> Given task:
Copy out word for word the part of the records below that begins with the line containing "Task: locate the small circular" and runs through the end of the records. Leave the pictures out.

> Records for this task:
-- start --
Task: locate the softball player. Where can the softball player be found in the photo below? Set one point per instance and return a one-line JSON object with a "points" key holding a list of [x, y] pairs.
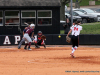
{"points": [[38, 41], [75, 36], [23, 39]]}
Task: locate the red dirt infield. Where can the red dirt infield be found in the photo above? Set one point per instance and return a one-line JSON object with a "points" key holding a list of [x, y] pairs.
{"points": [[55, 60]]}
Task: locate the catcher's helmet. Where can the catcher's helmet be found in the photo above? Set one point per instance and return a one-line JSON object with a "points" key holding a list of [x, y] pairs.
{"points": [[39, 33]]}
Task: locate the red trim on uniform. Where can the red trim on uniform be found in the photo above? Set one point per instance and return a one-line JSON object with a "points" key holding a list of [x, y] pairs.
{"points": [[75, 48], [39, 38], [78, 40]]}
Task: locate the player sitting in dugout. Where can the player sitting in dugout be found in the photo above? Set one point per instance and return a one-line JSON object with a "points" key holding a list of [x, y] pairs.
{"points": [[38, 41]]}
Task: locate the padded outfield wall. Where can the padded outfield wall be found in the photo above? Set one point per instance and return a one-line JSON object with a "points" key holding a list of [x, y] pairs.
{"points": [[52, 39]]}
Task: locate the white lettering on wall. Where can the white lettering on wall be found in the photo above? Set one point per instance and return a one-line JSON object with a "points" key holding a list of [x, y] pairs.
{"points": [[17, 38], [7, 41]]}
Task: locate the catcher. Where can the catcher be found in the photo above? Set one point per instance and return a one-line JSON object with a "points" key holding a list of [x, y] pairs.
{"points": [[75, 36], [39, 41]]}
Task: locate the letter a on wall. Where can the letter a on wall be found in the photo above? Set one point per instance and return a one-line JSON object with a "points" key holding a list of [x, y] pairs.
{"points": [[7, 41]]}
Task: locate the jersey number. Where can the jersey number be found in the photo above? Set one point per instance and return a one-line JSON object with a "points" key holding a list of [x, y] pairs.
{"points": [[75, 28]]}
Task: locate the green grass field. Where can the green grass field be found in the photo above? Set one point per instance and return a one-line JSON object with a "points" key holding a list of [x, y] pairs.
{"points": [[89, 28], [86, 2]]}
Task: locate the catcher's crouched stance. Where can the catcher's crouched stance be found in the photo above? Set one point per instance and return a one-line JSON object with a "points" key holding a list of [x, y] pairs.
{"points": [[39, 41], [75, 36]]}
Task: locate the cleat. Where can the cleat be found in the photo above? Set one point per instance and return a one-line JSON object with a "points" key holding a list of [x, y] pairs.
{"points": [[25, 48], [72, 55], [19, 47], [29, 49]]}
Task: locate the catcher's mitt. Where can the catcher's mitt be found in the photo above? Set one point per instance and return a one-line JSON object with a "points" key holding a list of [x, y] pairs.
{"points": [[43, 37], [68, 39]]}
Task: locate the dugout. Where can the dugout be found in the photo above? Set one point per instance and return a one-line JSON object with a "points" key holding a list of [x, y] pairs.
{"points": [[45, 14]]}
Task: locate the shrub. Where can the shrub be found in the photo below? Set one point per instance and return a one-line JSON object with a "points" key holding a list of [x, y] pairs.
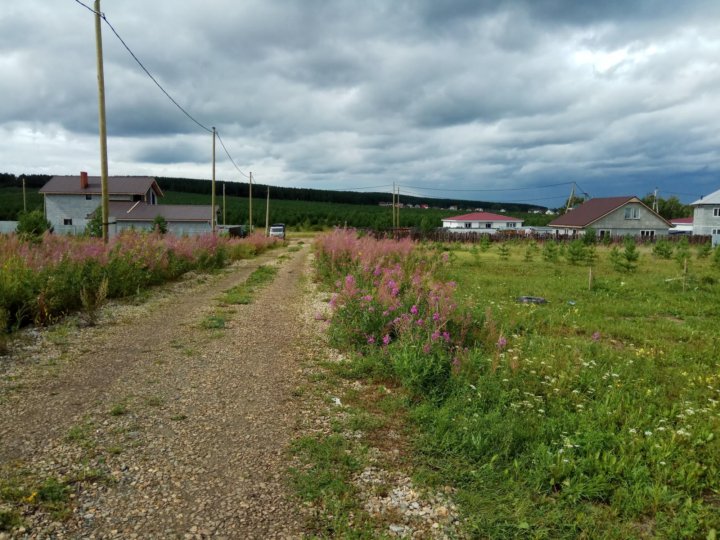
{"points": [[590, 237], [663, 249], [550, 251], [576, 252], [625, 260], [704, 250], [503, 251]]}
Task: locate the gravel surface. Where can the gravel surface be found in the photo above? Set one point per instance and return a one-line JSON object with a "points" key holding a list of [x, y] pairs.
{"points": [[168, 429]]}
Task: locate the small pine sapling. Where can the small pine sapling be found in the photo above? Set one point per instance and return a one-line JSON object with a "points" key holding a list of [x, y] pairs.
{"points": [[504, 251]]}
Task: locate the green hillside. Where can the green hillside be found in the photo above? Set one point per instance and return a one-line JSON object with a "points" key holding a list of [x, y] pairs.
{"points": [[288, 205]]}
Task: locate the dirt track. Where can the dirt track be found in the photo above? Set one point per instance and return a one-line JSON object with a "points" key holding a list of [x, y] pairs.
{"points": [[170, 429]]}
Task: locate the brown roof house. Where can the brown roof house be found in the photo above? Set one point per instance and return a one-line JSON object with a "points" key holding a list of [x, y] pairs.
{"points": [[71, 200], [613, 216]]}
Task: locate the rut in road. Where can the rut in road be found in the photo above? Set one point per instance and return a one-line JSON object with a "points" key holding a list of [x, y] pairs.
{"points": [[185, 427]]}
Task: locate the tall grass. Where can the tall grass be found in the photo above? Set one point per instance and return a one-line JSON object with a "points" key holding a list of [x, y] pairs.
{"points": [[40, 281], [594, 415]]}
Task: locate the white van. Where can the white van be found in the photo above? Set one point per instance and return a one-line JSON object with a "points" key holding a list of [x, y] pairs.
{"points": [[277, 230]]}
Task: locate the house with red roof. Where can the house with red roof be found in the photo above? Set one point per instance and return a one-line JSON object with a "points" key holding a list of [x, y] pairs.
{"points": [[70, 202], [612, 216], [682, 225], [482, 222]]}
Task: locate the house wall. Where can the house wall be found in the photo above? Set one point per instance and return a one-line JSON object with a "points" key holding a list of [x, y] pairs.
{"points": [[481, 226], [58, 208], [706, 223], [616, 223], [178, 228]]}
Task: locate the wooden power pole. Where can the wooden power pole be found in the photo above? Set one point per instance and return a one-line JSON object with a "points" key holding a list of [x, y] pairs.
{"points": [[250, 205], [267, 213], [101, 119], [212, 196]]}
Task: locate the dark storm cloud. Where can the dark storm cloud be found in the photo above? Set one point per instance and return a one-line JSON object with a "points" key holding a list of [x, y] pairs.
{"points": [[172, 152], [332, 94]]}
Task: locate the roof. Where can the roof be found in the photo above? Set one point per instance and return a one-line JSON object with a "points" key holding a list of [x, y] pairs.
{"points": [[117, 185], [140, 211], [590, 211], [482, 216], [713, 198]]}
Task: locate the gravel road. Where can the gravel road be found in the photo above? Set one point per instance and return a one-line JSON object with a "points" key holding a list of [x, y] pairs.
{"points": [[171, 430]]}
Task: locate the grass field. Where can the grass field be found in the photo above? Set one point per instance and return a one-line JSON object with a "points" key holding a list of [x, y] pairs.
{"points": [[597, 414], [593, 415]]}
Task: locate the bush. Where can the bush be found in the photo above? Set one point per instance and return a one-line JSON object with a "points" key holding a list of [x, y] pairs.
{"points": [[551, 251], [576, 252], [663, 249]]}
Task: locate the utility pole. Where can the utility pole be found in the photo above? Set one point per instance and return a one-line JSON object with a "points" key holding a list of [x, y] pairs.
{"points": [[212, 197], [250, 206], [570, 200], [655, 203], [267, 214], [393, 206], [24, 197], [101, 119], [397, 201]]}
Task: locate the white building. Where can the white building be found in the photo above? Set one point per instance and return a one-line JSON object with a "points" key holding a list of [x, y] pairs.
{"points": [[481, 222], [706, 216], [70, 202]]}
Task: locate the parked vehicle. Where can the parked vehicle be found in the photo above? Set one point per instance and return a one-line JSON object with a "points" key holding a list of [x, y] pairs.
{"points": [[278, 230]]}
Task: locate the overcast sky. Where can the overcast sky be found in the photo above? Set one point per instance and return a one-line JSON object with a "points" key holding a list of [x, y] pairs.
{"points": [[620, 96]]}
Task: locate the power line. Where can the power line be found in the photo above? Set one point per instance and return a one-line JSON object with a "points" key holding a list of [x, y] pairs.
{"points": [[229, 156], [209, 130], [482, 190]]}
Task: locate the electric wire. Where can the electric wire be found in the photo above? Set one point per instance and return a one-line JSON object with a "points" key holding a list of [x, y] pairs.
{"points": [[217, 134], [487, 189]]}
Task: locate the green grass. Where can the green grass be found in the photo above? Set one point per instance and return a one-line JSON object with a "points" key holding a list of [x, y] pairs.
{"points": [[245, 292], [600, 416], [215, 321]]}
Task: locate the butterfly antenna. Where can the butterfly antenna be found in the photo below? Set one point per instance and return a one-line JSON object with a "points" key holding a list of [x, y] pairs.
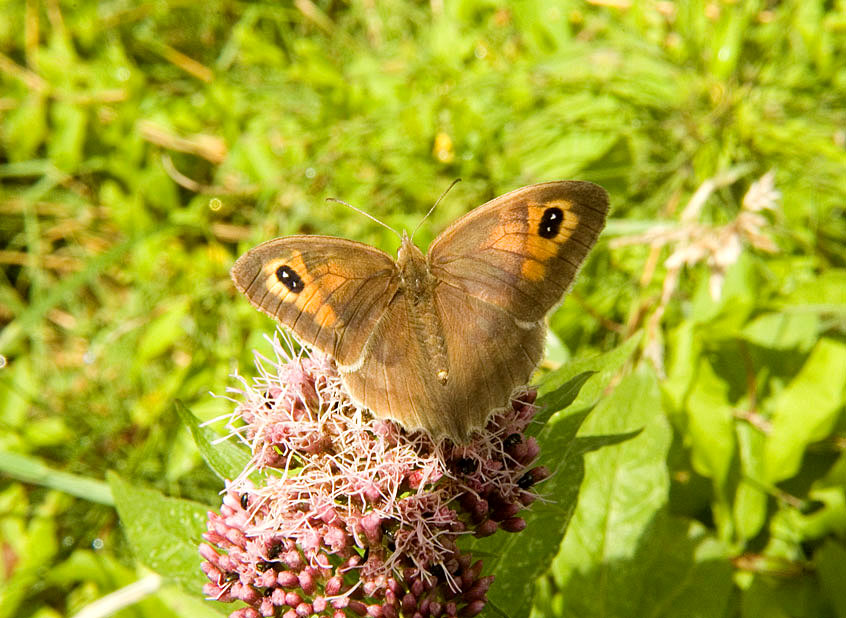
{"points": [[366, 214], [435, 205]]}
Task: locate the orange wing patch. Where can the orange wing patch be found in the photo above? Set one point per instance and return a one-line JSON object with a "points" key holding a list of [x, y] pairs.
{"points": [[524, 238], [312, 299]]}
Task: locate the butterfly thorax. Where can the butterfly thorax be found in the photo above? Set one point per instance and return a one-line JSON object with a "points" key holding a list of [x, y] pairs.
{"points": [[418, 284]]}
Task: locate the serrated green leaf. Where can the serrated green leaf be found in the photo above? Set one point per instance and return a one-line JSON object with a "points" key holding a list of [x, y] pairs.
{"points": [[519, 560], [621, 538], [806, 410], [226, 458], [605, 366], [164, 532], [624, 486], [562, 397]]}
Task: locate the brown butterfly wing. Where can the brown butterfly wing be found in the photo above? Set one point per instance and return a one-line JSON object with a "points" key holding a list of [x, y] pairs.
{"points": [[522, 250], [397, 381], [330, 291]]}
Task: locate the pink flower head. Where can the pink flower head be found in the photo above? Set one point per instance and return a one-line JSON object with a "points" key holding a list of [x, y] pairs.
{"points": [[354, 515]]}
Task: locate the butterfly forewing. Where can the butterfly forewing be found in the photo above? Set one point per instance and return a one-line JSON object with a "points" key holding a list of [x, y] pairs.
{"points": [[330, 291], [521, 251]]}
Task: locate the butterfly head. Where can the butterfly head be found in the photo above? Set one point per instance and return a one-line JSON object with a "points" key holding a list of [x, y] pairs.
{"points": [[412, 265]]}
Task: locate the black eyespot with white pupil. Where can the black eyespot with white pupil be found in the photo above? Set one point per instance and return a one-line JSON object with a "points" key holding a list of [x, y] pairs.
{"points": [[289, 279], [551, 222]]}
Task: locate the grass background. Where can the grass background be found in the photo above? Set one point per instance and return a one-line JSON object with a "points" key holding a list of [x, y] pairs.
{"points": [[143, 146]]}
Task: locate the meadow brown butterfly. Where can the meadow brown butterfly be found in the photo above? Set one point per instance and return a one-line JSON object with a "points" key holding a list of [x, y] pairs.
{"points": [[436, 341]]}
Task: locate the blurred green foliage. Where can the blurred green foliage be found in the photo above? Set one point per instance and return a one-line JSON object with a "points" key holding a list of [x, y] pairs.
{"points": [[143, 146]]}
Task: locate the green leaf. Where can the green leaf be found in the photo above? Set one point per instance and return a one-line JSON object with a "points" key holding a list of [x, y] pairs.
{"points": [[605, 366], [623, 554], [164, 532], [749, 509], [783, 330], [623, 486], [225, 457], [562, 397], [519, 560], [806, 410], [34, 471], [710, 424], [163, 331], [36, 555], [830, 561]]}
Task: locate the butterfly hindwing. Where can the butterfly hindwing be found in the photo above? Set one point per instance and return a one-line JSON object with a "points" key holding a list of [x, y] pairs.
{"points": [[330, 291]]}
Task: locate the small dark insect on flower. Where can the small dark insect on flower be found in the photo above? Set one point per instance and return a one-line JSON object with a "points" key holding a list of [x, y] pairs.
{"points": [[355, 516], [512, 440], [465, 465]]}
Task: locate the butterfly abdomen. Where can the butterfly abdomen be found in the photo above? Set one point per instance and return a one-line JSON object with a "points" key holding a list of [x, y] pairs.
{"points": [[419, 284]]}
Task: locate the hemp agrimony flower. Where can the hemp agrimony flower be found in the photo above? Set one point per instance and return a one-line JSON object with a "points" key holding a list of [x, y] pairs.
{"points": [[340, 514]]}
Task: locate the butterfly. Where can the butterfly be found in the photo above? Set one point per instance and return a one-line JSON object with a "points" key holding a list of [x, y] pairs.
{"points": [[436, 341]]}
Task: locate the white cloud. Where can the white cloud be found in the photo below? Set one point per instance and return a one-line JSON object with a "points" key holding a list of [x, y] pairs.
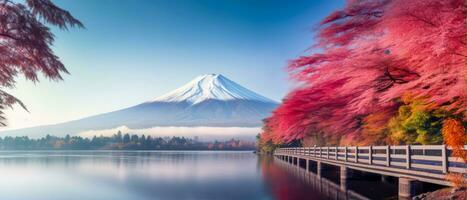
{"points": [[202, 132]]}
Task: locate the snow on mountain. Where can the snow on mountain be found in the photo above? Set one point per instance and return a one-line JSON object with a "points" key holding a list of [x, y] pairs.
{"points": [[207, 101], [211, 86]]}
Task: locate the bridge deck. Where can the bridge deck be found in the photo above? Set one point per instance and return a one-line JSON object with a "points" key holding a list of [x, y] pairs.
{"points": [[426, 163]]}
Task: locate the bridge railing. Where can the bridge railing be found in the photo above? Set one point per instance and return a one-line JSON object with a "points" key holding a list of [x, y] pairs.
{"points": [[426, 158]]}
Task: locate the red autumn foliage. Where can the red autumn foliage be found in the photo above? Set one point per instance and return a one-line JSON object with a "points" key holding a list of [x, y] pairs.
{"points": [[371, 52], [25, 43]]}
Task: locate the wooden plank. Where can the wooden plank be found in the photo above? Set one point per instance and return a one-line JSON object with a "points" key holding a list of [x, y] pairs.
{"points": [[407, 156], [430, 167], [430, 147], [397, 156], [428, 158]]}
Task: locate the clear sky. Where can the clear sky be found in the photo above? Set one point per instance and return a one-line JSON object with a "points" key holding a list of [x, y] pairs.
{"points": [[133, 51]]}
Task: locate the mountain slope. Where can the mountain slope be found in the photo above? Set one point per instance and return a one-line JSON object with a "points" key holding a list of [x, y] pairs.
{"points": [[210, 100]]}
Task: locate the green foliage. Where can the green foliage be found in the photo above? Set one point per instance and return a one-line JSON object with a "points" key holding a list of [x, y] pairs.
{"points": [[265, 147], [417, 123]]}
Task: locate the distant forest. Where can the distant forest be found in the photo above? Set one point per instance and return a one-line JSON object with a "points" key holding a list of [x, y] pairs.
{"points": [[118, 141]]}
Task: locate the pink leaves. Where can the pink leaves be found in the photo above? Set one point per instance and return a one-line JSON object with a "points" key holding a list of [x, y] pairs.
{"points": [[372, 53], [25, 43]]}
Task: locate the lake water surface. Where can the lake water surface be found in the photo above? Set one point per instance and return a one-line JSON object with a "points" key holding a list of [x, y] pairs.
{"points": [[135, 175]]}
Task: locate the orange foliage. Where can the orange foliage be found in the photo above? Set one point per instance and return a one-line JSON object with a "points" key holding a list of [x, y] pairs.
{"points": [[457, 179], [455, 137]]}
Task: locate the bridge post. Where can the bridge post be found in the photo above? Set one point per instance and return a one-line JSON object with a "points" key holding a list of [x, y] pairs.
{"points": [[408, 188], [343, 178], [319, 169]]}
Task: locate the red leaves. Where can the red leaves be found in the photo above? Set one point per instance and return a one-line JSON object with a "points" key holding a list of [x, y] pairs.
{"points": [[372, 52], [25, 43]]}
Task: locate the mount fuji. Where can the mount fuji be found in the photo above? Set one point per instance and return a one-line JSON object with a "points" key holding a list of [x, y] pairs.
{"points": [[210, 100]]}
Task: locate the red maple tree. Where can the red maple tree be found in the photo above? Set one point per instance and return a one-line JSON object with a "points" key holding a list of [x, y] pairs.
{"points": [[372, 52], [25, 43]]}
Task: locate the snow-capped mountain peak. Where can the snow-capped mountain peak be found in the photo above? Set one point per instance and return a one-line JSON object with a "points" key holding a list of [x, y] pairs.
{"points": [[211, 86]]}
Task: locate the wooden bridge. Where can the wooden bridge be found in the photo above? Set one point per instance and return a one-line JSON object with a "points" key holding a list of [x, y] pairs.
{"points": [[411, 163]]}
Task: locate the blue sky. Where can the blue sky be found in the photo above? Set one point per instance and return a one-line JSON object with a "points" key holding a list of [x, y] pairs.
{"points": [[134, 51]]}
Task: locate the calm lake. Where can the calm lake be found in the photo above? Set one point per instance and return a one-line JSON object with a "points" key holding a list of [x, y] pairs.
{"points": [[134, 175]]}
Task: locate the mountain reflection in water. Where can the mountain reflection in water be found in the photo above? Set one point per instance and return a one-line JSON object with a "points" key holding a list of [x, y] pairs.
{"points": [[145, 175]]}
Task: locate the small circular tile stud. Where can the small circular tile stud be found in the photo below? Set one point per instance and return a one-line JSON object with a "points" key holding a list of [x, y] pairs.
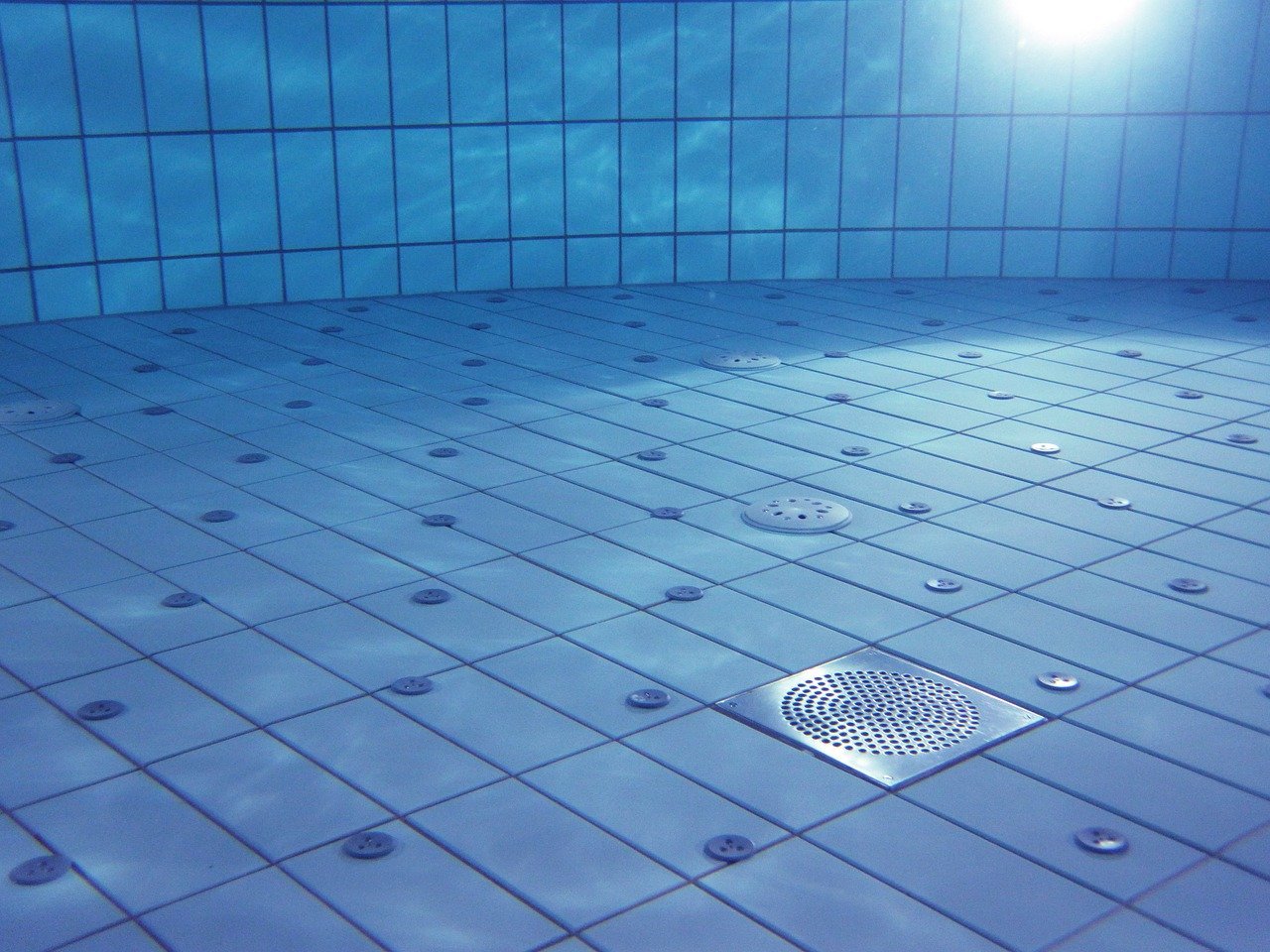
{"points": [[412, 685], [100, 710], [648, 698], [368, 846], [430, 597], [729, 848], [1188, 587], [39, 871], [1058, 680], [1100, 839]]}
-- end --
> The output:
Task: locate the small circular tile stud. Where can the small circular tile stud be found in the photo below? Set one point per instance and return a one-line JSON object with a "points" key holding a list of [x, y] pairs.
{"points": [[412, 685], [100, 710], [648, 698], [368, 846], [430, 597], [729, 848], [1188, 587], [39, 871], [1058, 680], [1100, 839]]}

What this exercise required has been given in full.